▶ SUPPLIED MATERIAL:
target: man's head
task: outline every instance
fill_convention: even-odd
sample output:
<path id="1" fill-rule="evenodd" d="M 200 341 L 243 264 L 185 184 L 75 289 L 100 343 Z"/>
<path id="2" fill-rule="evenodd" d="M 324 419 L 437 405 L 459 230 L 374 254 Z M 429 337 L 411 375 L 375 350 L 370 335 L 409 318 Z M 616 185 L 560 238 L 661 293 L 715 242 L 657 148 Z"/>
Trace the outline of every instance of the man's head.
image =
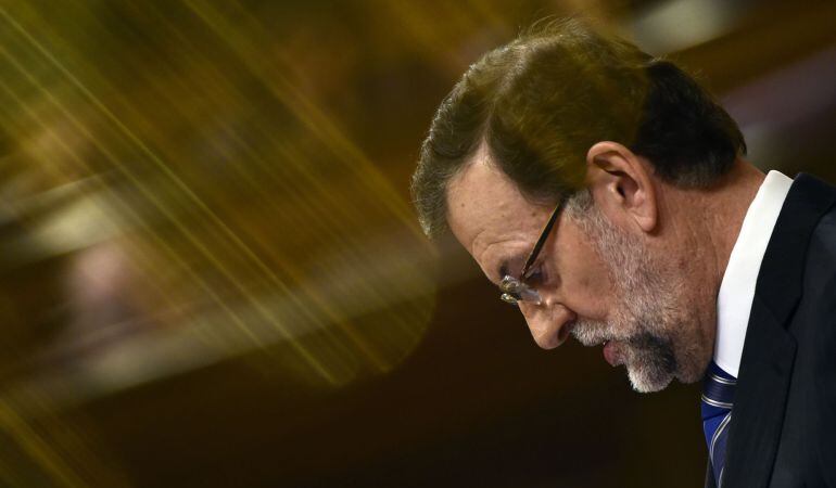
<path id="1" fill-rule="evenodd" d="M 470 67 L 435 115 L 413 192 L 425 231 L 451 229 L 494 283 L 518 275 L 566 200 L 524 277 L 543 300 L 520 310 L 542 347 L 569 331 L 607 342 L 634 387 L 656 390 L 697 380 L 713 345 L 701 237 L 669 207 L 719 184 L 743 151 L 676 66 L 570 21 Z"/>

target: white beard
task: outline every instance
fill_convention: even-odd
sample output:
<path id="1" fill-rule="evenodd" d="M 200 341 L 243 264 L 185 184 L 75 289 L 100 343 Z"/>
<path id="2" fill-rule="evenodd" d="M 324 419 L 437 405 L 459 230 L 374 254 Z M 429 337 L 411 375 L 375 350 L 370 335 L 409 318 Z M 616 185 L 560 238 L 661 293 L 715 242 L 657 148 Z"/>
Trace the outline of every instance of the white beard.
<path id="1" fill-rule="evenodd" d="M 680 335 L 687 334 L 685 322 L 693 322 L 684 317 L 684 307 L 677 307 L 684 303 L 683 286 L 664 280 L 643 243 L 616 228 L 595 205 L 574 214 L 580 214 L 572 218 L 608 265 L 620 303 L 609 321 L 579 318 L 572 335 L 585 346 L 617 341 L 633 389 L 663 389 L 680 376 L 682 361 L 694 359 L 693 348 L 676 347 Z"/>

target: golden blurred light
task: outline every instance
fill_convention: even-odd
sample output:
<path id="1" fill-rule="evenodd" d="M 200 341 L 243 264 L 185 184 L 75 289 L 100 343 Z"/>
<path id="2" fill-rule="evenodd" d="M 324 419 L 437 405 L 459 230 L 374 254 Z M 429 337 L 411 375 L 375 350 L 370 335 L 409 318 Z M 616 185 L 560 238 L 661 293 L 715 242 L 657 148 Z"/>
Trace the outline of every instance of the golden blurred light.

▶ AIM OF THE TASK: Copy all of the material above line for line, leaving out the pictures.

▶ WORKED ANSWER:
target: man's head
task: outline every instance
fill_convention: even-odd
sample output:
<path id="1" fill-rule="evenodd" d="M 200 341 L 243 264 L 185 184 L 75 289 L 100 343 Z"/>
<path id="2" fill-rule="evenodd" d="M 324 419 L 437 405 L 459 230 L 374 254 Z M 429 337 L 411 375 L 375 350 L 370 335 L 409 318 Z M 616 185 L 560 238 L 661 293 L 715 242 L 657 148 Z"/>
Trace the outline of every instance of the man's head.
image =
<path id="1" fill-rule="evenodd" d="M 470 67 L 435 115 L 413 192 L 425 231 L 451 229 L 494 283 L 518 275 L 566 200 L 524 277 L 543 300 L 520 310 L 542 347 L 569 331 L 607 342 L 634 387 L 656 390 L 697 380 L 713 345 L 701 237 L 669 207 L 719 184 L 743 151 L 676 66 L 570 21 Z"/>

target: white beard
task: outline every instance
fill_convention: even-odd
sample output:
<path id="1" fill-rule="evenodd" d="M 200 341 L 243 264 L 185 184 L 75 289 L 100 343 Z"/>
<path id="2" fill-rule="evenodd" d="M 324 419 L 437 405 L 459 230 L 374 254 Z M 429 337 L 411 375 L 375 350 L 370 335 L 409 318 Z M 616 185 L 560 238 L 661 293 L 715 242 L 657 148 Z"/>
Trace the outline of every instance of the white beard.
<path id="1" fill-rule="evenodd" d="M 680 335 L 687 334 L 685 322 L 693 322 L 684 317 L 684 307 L 677 307 L 684 303 L 683 286 L 664 280 L 643 243 L 616 228 L 595 205 L 574 214 L 580 214 L 572 218 L 608 265 L 620 303 L 609 321 L 579 318 L 572 335 L 585 346 L 617 341 L 633 389 L 663 389 L 680 376 L 682 361 L 694 359 L 693 348 L 676 347 Z"/>

target: golden blurred light
task: outline every instance
fill_convention: even-odd
sample output:
<path id="1" fill-rule="evenodd" d="M 200 341 L 243 264 L 185 184 L 75 289 L 100 343 Z"/>
<path id="2" fill-rule="evenodd" d="M 324 419 L 437 405 L 459 230 L 374 254 Z M 429 337 L 411 375 L 375 350 L 370 335 L 409 318 Z M 616 185 L 560 238 L 661 293 L 715 242 L 657 148 Z"/>
Trace the outline of every instance of the golden blurred light.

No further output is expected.